* [Exercise goal]
Transcribe the listing exactly; drop the images.

* [Working data]
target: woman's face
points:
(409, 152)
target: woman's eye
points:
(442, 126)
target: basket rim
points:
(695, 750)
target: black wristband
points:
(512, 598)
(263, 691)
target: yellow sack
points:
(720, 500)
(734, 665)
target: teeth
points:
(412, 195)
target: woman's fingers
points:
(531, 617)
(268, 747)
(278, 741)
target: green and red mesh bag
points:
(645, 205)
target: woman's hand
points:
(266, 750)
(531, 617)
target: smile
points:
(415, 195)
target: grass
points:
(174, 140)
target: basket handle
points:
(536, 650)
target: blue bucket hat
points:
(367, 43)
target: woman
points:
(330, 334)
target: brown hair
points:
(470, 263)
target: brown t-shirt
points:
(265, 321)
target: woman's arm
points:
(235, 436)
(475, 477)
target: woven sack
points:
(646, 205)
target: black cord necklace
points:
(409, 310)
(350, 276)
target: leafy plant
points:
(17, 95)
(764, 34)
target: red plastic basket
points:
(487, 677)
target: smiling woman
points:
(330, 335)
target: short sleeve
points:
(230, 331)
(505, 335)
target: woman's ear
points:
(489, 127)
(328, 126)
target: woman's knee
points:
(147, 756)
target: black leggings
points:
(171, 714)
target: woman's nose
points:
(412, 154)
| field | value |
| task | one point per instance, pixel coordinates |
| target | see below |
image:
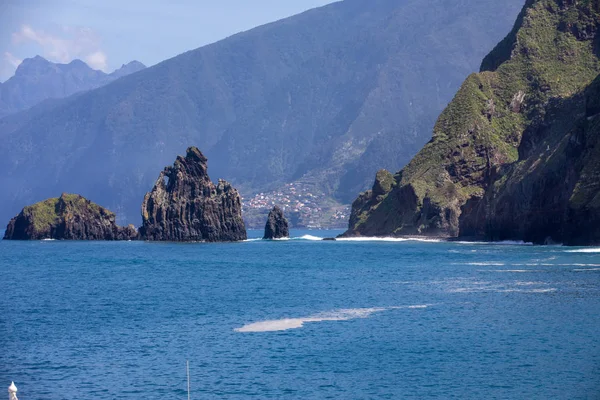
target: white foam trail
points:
(390, 239)
(550, 290)
(512, 270)
(590, 250)
(484, 263)
(501, 243)
(285, 324)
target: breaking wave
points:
(590, 250)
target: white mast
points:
(12, 392)
(187, 367)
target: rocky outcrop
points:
(68, 217)
(186, 206)
(514, 155)
(277, 226)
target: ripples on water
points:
(300, 319)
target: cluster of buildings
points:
(304, 205)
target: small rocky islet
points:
(514, 156)
(277, 226)
(68, 217)
(183, 206)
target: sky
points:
(109, 33)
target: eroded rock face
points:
(186, 206)
(68, 217)
(515, 155)
(277, 225)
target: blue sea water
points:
(300, 319)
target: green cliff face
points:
(68, 217)
(510, 131)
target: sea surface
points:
(302, 319)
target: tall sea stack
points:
(186, 206)
(277, 226)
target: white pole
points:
(12, 392)
(188, 372)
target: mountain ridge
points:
(326, 96)
(36, 79)
(512, 155)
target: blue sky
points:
(109, 33)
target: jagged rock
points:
(186, 206)
(277, 226)
(68, 217)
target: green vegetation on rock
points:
(529, 94)
(68, 217)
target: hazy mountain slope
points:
(330, 95)
(514, 154)
(37, 79)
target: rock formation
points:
(277, 226)
(186, 206)
(515, 154)
(69, 217)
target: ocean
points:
(302, 319)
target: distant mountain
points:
(328, 97)
(37, 79)
(516, 154)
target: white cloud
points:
(12, 60)
(97, 60)
(65, 45)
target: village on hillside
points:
(304, 205)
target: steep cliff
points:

* [The completed task]
target: woman's face
points:
(409, 152)
target: woman's eye
points:
(442, 126)
target: basket rim
points:
(695, 750)
target: black wristband
points:
(512, 598)
(263, 691)
target: yellow sack
points:
(720, 500)
(734, 665)
target: teeth
points:
(412, 195)
target: woman's fingers
points:
(531, 617)
(268, 747)
(278, 741)
target: green and red mesh bag
points:
(645, 205)
target: woman's hand
points:
(266, 750)
(531, 617)
target: smile
points:
(415, 195)
target: grass
points:
(174, 140)
target: basket handle
points:
(536, 650)
target: blue bucket hat
points:
(367, 43)
target: woman
points:
(330, 334)
target: brown hair
points:
(470, 263)
target: brown t-shirt
points:
(265, 321)
target: woman's arm
points:
(235, 436)
(475, 477)
target: woven sack
points:
(646, 205)
target: black cord necklace
points:
(409, 310)
(350, 276)
target: leafy plant
points:
(17, 95)
(764, 34)
target: red plastic basket
points:
(487, 677)
target: smiling woman
points:
(330, 335)
target: short sleeve
points:
(230, 331)
(505, 335)
target: woman's ear
points:
(489, 127)
(328, 126)
target: woman's knee
points:
(147, 756)
target: black leggings
points:
(171, 714)
target: woman's nose
points:
(412, 154)
| field | value |
| task | one point per instance, pixel coordinates |
| target | see below |
image:
target: white foam trail
points:
(390, 239)
(550, 290)
(512, 270)
(590, 250)
(484, 263)
(501, 243)
(285, 324)
target: breaking wave
points:
(590, 250)
target: white mast
points:
(12, 392)
(187, 367)
target: rocky outcrop
points:
(68, 217)
(186, 206)
(514, 155)
(277, 226)
target: ripples on water
points:
(300, 319)
target: cluster of buildings
points:
(304, 205)
target: small rocky islet
points:
(514, 156)
(277, 226)
(68, 217)
(183, 206)
target: sky
points:
(109, 33)
target: eroded rock face
points:
(186, 206)
(68, 217)
(515, 155)
(277, 225)
target: blue sea water
points:
(300, 319)
target: green cliff face
points:
(68, 217)
(510, 131)
target: sea surface
points:
(302, 319)
target: tall sea stack
points:
(186, 206)
(277, 226)
target: white pole
points:
(12, 392)
(188, 372)
target: mountain ridge
points:
(326, 96)
(36, 79)
(512, 155)
target: blue sky
points:
(109, 33)
target: jagged rock
points:
(186, 206)
(277, 226)
(68, 217)
target: green vegetation on rock
points:
(529, 94)
(68, 217)
target: hazy mountain slope
points:
(330, 95)
(514, 154)
(37, 79)
target: rock formation
points:
(277, 226)
(186, 206)
(515, 154)
(69, 217)
target: ocean
points:
(302, 319)
target: distant mountain
points:
(328, 97)
(37, 79)
(516, 154)
target: white cloud
points:
(12, 60)
(97, 60)
(65, 45)
target: village on hillside
points:
(304, 205)
target: steep cliff
points:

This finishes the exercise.